Schreiben Sie den Teil der Einträge, der mit der Zeile beginnt, die „Practice. Pick out the awning“ enthält, und mit dem Ende der Einträge schließt, Zeile für Zeile vollständig ab, und verschieben Sie dabei jede Koordinate der markierten Lösungspunkte um -84, während alle übrigen Zahlen unverändert bleiben. Bilder lassen Sie in Ihrer Antwort weg.

Beispiele zur Punktmarkierung

-- -- --

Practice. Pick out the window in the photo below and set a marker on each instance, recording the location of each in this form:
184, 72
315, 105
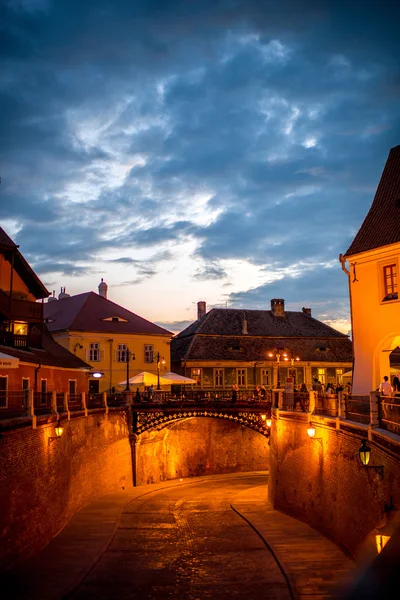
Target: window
390, 282
219, 377
322, 376
241, 376
20, 328
25, 391
121, 352
43, 391
94, 352
196, 374
3, 392
148, 353
264, 377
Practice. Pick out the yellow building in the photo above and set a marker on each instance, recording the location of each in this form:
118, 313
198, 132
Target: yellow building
372, 266
114, 341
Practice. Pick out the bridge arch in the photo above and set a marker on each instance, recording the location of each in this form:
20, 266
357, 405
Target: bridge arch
159, 419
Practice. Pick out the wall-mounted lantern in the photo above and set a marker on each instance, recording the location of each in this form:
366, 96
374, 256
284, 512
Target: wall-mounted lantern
365, 454
58, 430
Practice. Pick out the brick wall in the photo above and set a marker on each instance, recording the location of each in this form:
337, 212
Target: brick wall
324, 484
199, 446
43, 483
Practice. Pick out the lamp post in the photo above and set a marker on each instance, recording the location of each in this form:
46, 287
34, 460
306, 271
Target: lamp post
277, 355
128, 356
159, 360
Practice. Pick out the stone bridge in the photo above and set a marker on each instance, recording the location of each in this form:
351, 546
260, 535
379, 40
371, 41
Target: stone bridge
144, 419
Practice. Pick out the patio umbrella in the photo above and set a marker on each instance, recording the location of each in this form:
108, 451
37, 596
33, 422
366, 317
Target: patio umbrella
177, 379
145, 378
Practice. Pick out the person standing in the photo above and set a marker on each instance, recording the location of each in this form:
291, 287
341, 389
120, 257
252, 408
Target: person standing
385, 387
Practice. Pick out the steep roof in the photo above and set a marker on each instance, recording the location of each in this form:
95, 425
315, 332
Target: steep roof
86, 312
27, 274
218, 335
229, 321
381, 225
52, 354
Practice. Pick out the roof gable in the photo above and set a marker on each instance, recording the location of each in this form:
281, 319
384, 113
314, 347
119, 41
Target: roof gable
91, 312
381, 225
10, 251
230, 322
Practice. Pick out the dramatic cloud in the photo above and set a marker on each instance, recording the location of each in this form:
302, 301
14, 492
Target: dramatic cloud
225, 151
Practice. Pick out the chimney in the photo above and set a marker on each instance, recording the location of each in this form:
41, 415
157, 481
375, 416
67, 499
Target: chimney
103, 287
201, 309
278, 307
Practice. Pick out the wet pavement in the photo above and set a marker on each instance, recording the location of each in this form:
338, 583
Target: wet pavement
214, 537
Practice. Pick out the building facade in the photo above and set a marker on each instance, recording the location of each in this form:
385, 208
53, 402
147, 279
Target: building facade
372, 267
116, 343
29, 357
260, 347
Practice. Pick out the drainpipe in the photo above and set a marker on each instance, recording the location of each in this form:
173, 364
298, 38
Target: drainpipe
36, 376
111, 343
342, 260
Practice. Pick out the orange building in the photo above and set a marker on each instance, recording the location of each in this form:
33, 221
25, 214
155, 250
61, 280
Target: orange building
30, 359
372, 266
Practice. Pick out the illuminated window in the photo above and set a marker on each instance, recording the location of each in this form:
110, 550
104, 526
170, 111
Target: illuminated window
196, 374
241, 376
20, 328
94, 352
3, 391
43, 391
390, 282
264, 377
322, 376
72, 387
122, 352
219, 377
148, 353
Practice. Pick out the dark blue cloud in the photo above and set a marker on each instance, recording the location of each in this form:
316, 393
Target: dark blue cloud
119, 118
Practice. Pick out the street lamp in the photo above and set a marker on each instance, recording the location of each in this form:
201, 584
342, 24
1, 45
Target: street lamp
159, 359
277, 355
128, 356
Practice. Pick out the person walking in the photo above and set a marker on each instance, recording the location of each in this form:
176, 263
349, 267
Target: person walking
386, 388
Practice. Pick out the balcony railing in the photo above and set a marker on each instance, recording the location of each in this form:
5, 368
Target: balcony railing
351, 407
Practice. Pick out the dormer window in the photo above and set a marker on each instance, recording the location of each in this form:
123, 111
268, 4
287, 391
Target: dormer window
390, 282
116, 319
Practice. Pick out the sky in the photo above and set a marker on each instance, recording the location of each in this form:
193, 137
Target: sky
223, 151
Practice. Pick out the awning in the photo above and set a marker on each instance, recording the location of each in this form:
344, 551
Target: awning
8, 362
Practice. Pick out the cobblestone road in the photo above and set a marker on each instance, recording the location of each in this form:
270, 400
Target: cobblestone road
187, 543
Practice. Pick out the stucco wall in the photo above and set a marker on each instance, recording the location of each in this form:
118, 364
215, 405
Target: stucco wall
324, 484
199, 446
43, 483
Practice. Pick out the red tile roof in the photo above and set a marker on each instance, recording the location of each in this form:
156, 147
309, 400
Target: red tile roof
381, 225
52, 354
218, 335
86, 312
27, 274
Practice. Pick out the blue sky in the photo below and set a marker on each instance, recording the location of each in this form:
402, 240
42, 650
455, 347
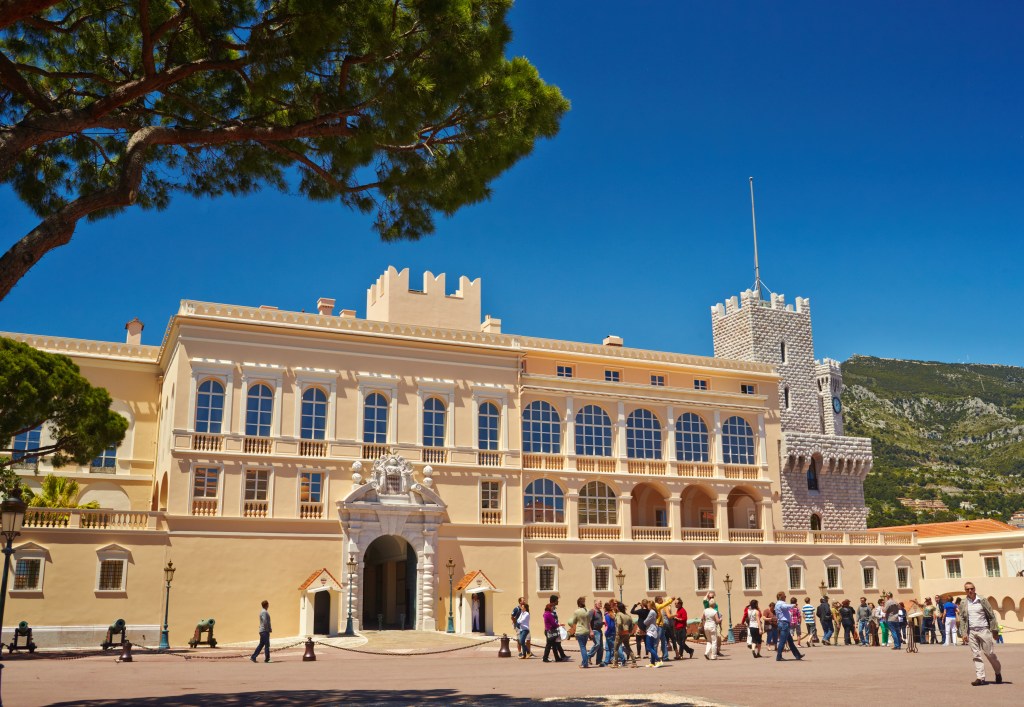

-- -- --

→ **Lösung zur Aufgabe**:
Practice. Pick out the awning in the photo above and set a marker on each instance, recording the location of each in this form:
344, 551
Target: awning
-76, 278
Practice. Pick out the cobblestone road in the photo above and set a marker on each instance, recording the location of each in this form:
270, 400
Target: cobblestone road
103, 459
Practice. Pick out the stucco wall in the photo above and set a marker on each instance, recording the location of each in this form:
118, 364
215, 405
Target: stucco wall
240, 400
115, 362
-41, 399
Practice. Pick out the red tile roof in the photo above and set a marker on each instance, recording the location of each in this form:
156, 147
309, 400
Target: red tile roof
297, 141
-32, 270
134, 251
2, 228
-57, 190
Practice. Pick out the blue sky in the photo below and set a marker on each instance, recording the location of each in this form:
402, 240
42, 650
455, 347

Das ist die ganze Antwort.